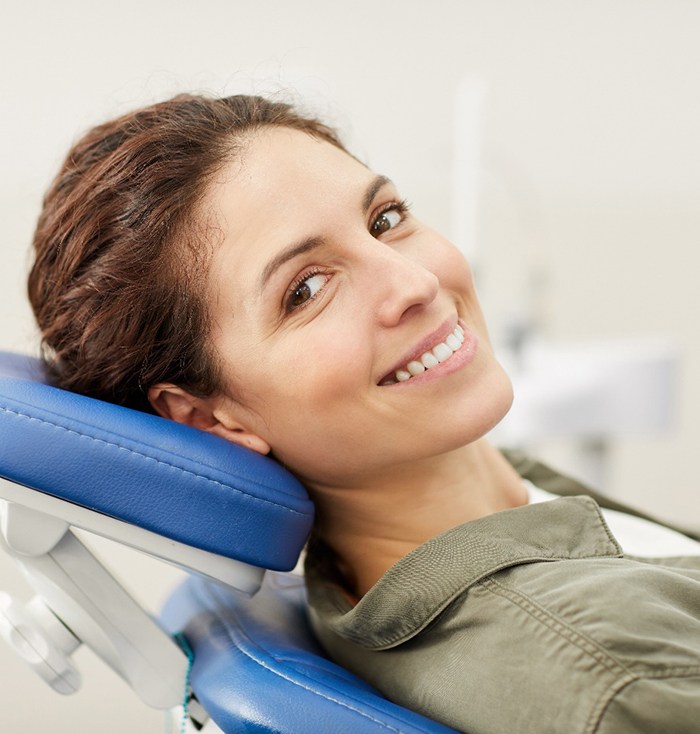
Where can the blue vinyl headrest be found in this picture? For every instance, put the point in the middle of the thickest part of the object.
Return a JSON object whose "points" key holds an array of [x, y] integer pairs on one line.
{"points": [[177, 481]]}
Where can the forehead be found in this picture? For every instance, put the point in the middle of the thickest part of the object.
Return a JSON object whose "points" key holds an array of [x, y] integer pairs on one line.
{"points": [[282, 187], [282, 167]]}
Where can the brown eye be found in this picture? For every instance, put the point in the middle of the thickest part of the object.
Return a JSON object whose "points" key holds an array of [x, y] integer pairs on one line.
{"points": [[306, 290], [385, 221]]}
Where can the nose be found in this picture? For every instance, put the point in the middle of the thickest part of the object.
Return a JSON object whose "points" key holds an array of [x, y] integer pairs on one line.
{"points": [[403, 285]]}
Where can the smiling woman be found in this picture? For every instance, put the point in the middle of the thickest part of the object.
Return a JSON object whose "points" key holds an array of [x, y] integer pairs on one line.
{"points": [[227, 263]]}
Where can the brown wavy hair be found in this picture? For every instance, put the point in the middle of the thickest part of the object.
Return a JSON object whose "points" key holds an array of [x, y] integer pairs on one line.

----------

Stated exercise: Rewrite all the lines of the entries above as one numbered list, dropping any blank lines and leaving the pictures out.

Final answer:
1. Where can the blue vinyl headrest be found in this picture? For every instance, put the point in the middle of the thickest part of the object.
2. Return a JSON object whose "points" key holds an array of [x, y] integer pairs on one line.
3. {"points": [[177, 481]]}
4. Where can the forehead be found in this picture? For every instance, put the point in the middle of the thickest part of the object.
5. Return a JSON object whose "points" key holds an array of [x, y] integer pairs on one line.
6. {"points": [[282, 187], [282, 167]]}
7. Where can the brown eye be found in this picture? For every instance, put the point in the middle of the thickest part of the object.
8. Return a JSON object whose "points" key holds an array of [x, y] integer pairs on one line.
9. {"points": [[306, 290], [385, 221]]}
10. Where can the nose be found in this picture? For every instance, put the point in the middle of the thickest part of the object.
11. Return a JSON object whose "points" key holds an array of [x, y] integer pairs on one line.
12. {"points": [[403, 285]]}
13. Where can the smiling woman be found in this picture? For every instance, put the point in the middle of the thickest part of the object.
14. Return a JSON object whose "points" key holds an array of [x, y] integer pairs on one line.
15. {"points": [[227, 263]]}
16. Where can the brown wavy hair be found in this picture? For every instance, put the point in the middle of the thickest part of the object.
17. Return a JSON object whose "points" key holds an array of [x, y] integer pairs on one line.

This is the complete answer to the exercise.